_BRIEF A_: From the editorial on Poverty Education Week, return the text between "Editorial: How to" and "impact it needs.", inclusive.
_BRIEF B_:
Answer these questions from the editorial on Poverty Education Week:
(i) Which school held the observation of Poverty Education Week?
(ii) When was the week observed?
(iii) What does the writer say is the most important thing Poverty Week needs to address?
_BRIEF C_: List every object of the verb "understand" in the editorial on Poverty Education Week, giving each thing students are said to understand as a separate item.

*** Opening of PASSAGE ***

Editorial: How to make poverty week leave an impact
Last month St. John’s held its usual observation of Poverty Education Week, a week dedicated to helping students understand the unfairness and strife of poverty. The school wants us to empathize with the struggles of those in poverty and see that they are intrinsically worth no more or less than anyone else. As much as I like the idea behind this week, I think the execution comes up short.
Think about all the poverty week lessons you can remember. Are there more than two or three? Are there any from earlier school years? Herein lies the problem: Poverty Education Week lacks the impact it needs.
I think the most important thing Poverty Week needs to address is the practicality of what’s being taught. It’s important that students understand the value of every person and the inhumanity of poverty, but just having sympathy is about as useful for solving the problem as a bucket of water is for putting out a raging wildfire. What needs to be seen more in Poverty Week is practical education; showing students why poverty is such a problem across the country (and world) as well as ways they can affect real change.

*** Close of PASSAGE ***
*** Opening of DATA EXCERPTS ***

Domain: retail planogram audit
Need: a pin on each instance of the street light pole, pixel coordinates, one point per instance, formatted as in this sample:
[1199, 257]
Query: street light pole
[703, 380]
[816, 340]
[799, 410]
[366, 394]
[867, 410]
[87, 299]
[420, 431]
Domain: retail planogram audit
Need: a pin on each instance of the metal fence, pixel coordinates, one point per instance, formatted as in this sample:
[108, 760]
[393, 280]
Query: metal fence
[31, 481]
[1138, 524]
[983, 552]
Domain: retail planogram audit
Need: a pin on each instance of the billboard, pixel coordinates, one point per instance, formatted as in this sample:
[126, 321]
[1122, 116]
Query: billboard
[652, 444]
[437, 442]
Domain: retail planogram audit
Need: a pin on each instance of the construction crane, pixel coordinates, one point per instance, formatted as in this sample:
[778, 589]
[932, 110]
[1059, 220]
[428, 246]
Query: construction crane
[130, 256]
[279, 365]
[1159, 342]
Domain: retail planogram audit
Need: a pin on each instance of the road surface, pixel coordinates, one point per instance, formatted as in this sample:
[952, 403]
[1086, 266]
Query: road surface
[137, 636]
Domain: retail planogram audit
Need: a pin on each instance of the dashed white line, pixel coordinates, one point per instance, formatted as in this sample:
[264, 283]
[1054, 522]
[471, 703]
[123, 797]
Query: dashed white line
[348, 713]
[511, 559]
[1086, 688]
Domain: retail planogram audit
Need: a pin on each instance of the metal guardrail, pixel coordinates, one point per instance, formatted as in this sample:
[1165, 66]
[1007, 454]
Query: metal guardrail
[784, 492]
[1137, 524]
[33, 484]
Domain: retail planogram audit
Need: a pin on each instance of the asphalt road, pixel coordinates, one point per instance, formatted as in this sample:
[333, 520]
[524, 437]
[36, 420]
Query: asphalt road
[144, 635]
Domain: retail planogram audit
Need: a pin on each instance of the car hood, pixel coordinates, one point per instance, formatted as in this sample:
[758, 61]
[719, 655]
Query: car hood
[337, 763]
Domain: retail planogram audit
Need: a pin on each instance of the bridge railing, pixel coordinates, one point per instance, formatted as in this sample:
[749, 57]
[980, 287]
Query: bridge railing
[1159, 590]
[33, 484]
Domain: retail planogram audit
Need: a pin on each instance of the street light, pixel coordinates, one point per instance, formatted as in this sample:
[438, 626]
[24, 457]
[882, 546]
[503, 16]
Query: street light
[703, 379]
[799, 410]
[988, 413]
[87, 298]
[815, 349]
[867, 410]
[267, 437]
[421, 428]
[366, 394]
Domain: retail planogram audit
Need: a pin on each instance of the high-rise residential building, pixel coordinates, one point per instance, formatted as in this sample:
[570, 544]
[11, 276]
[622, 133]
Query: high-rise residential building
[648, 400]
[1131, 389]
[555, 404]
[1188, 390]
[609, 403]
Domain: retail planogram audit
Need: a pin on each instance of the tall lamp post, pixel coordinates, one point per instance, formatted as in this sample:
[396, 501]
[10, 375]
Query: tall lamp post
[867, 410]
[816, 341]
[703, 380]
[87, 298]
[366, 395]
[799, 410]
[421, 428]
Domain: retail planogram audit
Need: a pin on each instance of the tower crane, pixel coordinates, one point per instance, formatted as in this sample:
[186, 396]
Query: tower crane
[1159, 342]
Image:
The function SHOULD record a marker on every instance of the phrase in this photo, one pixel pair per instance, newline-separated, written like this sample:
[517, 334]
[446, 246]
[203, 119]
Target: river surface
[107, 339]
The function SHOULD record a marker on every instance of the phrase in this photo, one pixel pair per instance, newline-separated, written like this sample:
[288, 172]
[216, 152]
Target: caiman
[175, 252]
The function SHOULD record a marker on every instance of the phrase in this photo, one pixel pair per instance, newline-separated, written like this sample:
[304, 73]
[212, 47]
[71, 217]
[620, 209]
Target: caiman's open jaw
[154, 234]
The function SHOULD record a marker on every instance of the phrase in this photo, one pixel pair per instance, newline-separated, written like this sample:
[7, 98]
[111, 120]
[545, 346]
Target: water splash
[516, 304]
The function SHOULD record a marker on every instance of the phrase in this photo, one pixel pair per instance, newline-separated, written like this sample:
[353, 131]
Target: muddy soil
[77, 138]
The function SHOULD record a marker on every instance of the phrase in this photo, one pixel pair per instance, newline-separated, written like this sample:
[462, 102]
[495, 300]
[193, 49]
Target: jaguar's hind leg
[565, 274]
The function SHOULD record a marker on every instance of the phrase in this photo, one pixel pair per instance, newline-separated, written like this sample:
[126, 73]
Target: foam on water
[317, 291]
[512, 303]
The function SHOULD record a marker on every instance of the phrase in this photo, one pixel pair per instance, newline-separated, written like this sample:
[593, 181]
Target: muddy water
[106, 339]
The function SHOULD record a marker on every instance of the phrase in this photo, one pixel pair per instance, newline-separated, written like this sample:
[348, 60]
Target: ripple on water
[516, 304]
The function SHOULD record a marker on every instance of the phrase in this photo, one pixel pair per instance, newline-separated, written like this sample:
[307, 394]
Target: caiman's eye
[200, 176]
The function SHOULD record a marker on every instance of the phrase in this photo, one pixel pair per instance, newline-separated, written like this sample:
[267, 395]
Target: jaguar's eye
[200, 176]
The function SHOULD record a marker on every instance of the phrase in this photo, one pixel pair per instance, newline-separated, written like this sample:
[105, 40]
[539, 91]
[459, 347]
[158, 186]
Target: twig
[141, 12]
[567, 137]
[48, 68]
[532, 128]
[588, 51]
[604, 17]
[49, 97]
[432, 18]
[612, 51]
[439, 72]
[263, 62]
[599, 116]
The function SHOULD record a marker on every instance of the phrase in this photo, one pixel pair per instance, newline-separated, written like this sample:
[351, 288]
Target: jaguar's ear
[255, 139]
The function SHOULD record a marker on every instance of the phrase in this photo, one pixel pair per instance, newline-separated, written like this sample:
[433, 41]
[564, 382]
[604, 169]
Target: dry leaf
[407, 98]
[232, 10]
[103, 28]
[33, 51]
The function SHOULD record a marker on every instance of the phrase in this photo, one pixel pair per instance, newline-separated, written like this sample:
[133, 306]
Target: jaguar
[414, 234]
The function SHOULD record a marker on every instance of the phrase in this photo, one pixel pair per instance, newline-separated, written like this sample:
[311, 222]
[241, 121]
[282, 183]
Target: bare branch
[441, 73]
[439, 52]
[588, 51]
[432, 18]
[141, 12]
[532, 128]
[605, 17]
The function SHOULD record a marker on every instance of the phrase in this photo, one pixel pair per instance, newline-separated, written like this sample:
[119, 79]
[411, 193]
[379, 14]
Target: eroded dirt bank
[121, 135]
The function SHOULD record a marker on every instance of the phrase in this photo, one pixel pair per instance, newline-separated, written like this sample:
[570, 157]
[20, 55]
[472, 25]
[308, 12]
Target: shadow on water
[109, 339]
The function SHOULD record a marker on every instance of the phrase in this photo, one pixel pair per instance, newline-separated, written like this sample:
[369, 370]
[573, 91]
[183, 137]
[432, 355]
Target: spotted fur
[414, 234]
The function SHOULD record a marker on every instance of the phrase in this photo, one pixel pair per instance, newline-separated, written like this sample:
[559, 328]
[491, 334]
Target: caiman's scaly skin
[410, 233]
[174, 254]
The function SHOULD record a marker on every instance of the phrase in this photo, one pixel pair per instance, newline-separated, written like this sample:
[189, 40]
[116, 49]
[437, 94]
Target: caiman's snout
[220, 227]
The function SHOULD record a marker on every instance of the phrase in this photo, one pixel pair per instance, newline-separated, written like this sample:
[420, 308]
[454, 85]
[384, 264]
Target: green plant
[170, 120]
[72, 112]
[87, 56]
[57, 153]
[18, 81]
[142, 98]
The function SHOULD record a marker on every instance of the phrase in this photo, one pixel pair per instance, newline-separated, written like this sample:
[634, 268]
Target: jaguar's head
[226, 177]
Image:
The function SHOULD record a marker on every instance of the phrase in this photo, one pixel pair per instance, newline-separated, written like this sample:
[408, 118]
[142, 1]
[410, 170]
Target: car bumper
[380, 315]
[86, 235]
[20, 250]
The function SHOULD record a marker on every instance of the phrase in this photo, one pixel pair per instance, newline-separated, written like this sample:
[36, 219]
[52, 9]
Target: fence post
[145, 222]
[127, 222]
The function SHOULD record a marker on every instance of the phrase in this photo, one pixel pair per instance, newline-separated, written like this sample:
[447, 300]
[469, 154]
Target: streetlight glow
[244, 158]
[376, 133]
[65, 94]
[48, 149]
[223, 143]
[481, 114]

*** Close of DATA EXCERPTS ***

_ANSWER BOX A_:
Editorial: How to make poverty week leave an impact
Last month St. John’s held its usual observation of Poverty Education Week, a week dedicated to helping students understand the unfairness and strife of poverty. The school wants us to empathize with the struggles of those in poverty and see that they are intrinsically worth no more or less than anyone else. As much as I like the idea behind this week, I think the execution comes up short.
Think about all the poverty week lessons you can remember. Are there more than two or three? Are there any from earlier school years? Herein lies the problem: Poverty Education Week lacks the impact it needs.

_ANSWER BOX B_:
(i) St. John's
(ii) Last month
(iii) The practicality of what's being taught

_ANSWER BOX C_:
the unfairness of poverty
the strife of poverty
the value of every person
the inhumanity of poverty